Aww, gee, it's not gonna be a cakewalk after all? So sorry.

The Mets are a better team than the Phillies (or the Padres, if it comes to that). Have faith. This past month or so is just catch-up time on the angst that fans of other teams (most definitely including the Yankess) have dealt with all year.

I'd sympathize, Tom, but I'm still trying to recover from the Phils blowing it in 1964.

I'm a football guy primarily, but enjoy baseball a great deal so I can certainly relate to the mood spoiling sentiment.

I used to get pretty down when my teams were stinkin' up the joint, but if you've been an Army football fan your whole life you kinda get used to regular defeat (hire a coach that runs an option offense like the other academies do for christ f**king sakes!!!). There... I got that out of my system.

My apporach has been to adopt a couple of teams to augment my list of lovable losers. All my teams I have some personnal attachment to so I'm not bandwagoning here. So far this season two of my favs are poised to stink it up again (Army/UM Terps), and the other two have game (Rutgers/Penn State). With my pro teams I don't fair as well (Raiders, Falcons, Jets, Giants) as you can see. Could be a long season...

Have you see the HBO documentary on the Dodgers in Brooklyn? For years, I'd heard and accepted the commonplace argument that the move to LA was all Walter O'Malley's fault. Lo and behold, it turns out that Robert Moses refused to give O'Malley eminent domain for the property in Brooklyn where the Dodgers owner wanted to build a domed (!) stadium, with his own money (!!). Moses wanted O'Malley to move to Flushing Meadows, where the new stadium would be at the hub of the new highways. When I was attending CCNY, I lived in a brownstone two blocks from where O'Malley's stadium would have been. I can't begin to picture how different that neighborhood would have looked and felt, had Moses not put the kibosh on this idea.

◆ GIVEN INFORMATION ◆

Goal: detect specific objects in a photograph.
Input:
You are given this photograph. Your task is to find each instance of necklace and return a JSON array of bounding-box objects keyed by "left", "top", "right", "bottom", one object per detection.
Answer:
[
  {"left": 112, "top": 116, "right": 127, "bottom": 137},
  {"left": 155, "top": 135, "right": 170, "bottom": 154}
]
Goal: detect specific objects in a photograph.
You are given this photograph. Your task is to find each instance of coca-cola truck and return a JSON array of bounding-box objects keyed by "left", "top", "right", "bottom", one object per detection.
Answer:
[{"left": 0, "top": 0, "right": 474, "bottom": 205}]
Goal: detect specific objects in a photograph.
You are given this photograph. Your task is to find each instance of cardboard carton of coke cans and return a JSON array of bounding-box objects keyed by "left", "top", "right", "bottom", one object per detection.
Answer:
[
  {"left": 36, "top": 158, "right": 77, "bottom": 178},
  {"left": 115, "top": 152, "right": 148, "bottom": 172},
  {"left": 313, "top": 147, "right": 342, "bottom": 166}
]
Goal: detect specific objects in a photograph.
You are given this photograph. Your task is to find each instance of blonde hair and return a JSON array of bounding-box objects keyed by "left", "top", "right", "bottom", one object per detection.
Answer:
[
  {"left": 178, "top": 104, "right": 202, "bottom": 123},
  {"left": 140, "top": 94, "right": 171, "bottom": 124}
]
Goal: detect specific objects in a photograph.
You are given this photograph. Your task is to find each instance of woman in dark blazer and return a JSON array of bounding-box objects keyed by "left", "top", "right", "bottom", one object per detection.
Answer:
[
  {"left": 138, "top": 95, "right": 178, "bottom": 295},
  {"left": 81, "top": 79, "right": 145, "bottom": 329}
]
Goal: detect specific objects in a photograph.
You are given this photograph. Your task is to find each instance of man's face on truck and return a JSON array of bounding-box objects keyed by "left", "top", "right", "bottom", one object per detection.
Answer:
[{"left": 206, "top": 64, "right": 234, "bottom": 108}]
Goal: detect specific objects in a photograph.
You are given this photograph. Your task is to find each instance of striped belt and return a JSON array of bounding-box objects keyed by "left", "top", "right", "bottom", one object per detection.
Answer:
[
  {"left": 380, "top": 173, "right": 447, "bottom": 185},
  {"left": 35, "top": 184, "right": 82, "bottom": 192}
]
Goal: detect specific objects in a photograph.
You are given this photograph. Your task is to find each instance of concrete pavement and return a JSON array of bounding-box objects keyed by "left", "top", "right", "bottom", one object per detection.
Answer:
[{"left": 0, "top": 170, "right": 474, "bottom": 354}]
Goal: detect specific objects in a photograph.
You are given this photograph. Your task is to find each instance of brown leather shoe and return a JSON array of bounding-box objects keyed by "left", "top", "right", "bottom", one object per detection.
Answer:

◆ REQUIREMENTS ◆
[1] Which pro football teams does the writer in the sports fan comments name as teams they follow?
[2] Carry the sports fan comments forward from their last sentence.

◆ RESULTS FOR EACH TASK ◆
[1] Raiders, Falcons, Jets, Giants

[2]
My Indians somehow managed to sweep the Tigers. As a Cleveland fan, I'm stunned, to put it mildly.

I'd just like to say that the current LA Dodgers fans are not happy either, after being swept by the Rockies in four games, two of which were decided by two-run home runs either in the Rockies' last or next-to-last at bats. Their wildcard hopes are pretty much gone.

No joy in Flatbush, or the San Fernando Valley, or Santa Monica, or Boyle Heights, or...

Hmmmmph. Since 1969, huh?

I was an 11 year old girl and a Cubs fan in 1969. That's about as bad as baseball heartache gets. Eleven is a very tender age for having your hopes crushed.

HALF a century of disappointment? Whiner.

Good one, videogrrl - oh man this is pretty damned bad though.